* [STATED PROBLEM] Swap "stainless steel" for "brushed nickel" wherever it appears in the lines below, and reproduce the lines with nothing else changed.
## begin RECORDS FOR THIS EXERCISE
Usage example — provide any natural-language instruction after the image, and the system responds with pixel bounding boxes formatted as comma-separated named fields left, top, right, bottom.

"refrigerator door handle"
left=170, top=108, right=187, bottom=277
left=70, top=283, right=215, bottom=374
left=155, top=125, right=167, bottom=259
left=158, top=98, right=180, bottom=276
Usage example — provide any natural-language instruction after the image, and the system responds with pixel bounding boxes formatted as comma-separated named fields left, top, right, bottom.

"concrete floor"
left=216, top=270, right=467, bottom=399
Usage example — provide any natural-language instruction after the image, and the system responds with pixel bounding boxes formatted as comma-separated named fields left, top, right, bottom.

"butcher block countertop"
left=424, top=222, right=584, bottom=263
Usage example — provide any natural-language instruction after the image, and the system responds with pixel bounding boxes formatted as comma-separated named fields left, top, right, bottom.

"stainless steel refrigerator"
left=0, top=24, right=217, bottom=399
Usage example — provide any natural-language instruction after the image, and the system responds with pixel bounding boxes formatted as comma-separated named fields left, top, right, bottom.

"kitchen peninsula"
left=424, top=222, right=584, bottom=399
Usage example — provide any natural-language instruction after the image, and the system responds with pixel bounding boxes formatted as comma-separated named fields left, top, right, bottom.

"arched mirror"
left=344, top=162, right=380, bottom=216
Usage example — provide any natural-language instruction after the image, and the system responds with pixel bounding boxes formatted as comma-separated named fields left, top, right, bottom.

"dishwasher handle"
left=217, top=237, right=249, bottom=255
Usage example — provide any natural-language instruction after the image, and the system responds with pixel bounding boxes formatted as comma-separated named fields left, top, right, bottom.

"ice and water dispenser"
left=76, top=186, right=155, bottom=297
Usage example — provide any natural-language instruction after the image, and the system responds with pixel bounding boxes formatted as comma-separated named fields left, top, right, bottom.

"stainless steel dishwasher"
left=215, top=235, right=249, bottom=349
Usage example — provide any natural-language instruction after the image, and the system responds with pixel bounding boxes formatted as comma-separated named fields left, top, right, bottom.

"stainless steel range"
## end RECORDS FOR THIS EXERCISE
* [RESPONSE]
Usage example — provide any natural-language instruction after the image, and the system responds with pixel bounding boxes formatted as comma-separated named fields left, top, right, bottom.

"refrigerator door handle"
left=170, top=108, right=187, bottom=277
left=70, top=283, right=215, bottom=374
left=155, top=125, right=167, bottom=259
left=158, top=98, right=180, bottom=276
Usage example — provide any natural-language instruction after the image, and the system responds with pixel bounding boxes formatted as comma-separated named fields left, top, right, bottom.

"concrete floor"
left=216, top=270, right=467, bottom=399
Usage example — provide any natural-language instruction after the image, and the system responds with pixel bounding boxes formatted as comma-separated named fields left, top, right, bottom.

"butcher block countertop"
left=424, top=222, right=584, bottom=263
Usage example — provide any natural-language instruction after the image, and the system responds with pixel bounding boxes formatted as comma-separated named fields left, top, right, bottom.

"brushed nickel refrigerator"
left=0, top=24, right=217, bottom=399
Usage example — provide any natural-language instruction after the image, and the system responds with pixel bounding boxes formatted as comma-separated named fields left, top, right, bottom.

"kitchen peninsula"
left=424, top=222, right=584, bottom=399
Usage example — provide any natural-language instruction after the image, and the system responds with pixel bounding boxes formatted as comma-separated named fields left, top, right, bottom.

"arched mirror"
left=344, top=162, right=380, bottom=216
Usage example — provide any natural-language instruction after the image, and the system responds with pixel bounding boxes formatted as comma-separated named fields left, top, right, bottom.

"dishwasher handle"
left=217, top=237, right=249, bottom=255
Usage example — provide any natural-language instruction after the image, and the system responds with pixel bounding boxes formatted as comma-separated named fields left, top, right, bottom.

"ice and water dispenser"
left=76, top=186, right=155, bottom=297
Usage example — provide any natural-language instruction after the image, and the system responds with pixel bounding boxes formatted as comma-separated named fields left, top, right, bottom.

"brushed nickel dishwasher"
left=215, top=235, right=249, bottom=349
Usage example — provide any natural-language instruction after the image, and the system responds with pixel bounding boxes formatted as comma-separated named fields left, top, right, bottom.

"brushed nickel range"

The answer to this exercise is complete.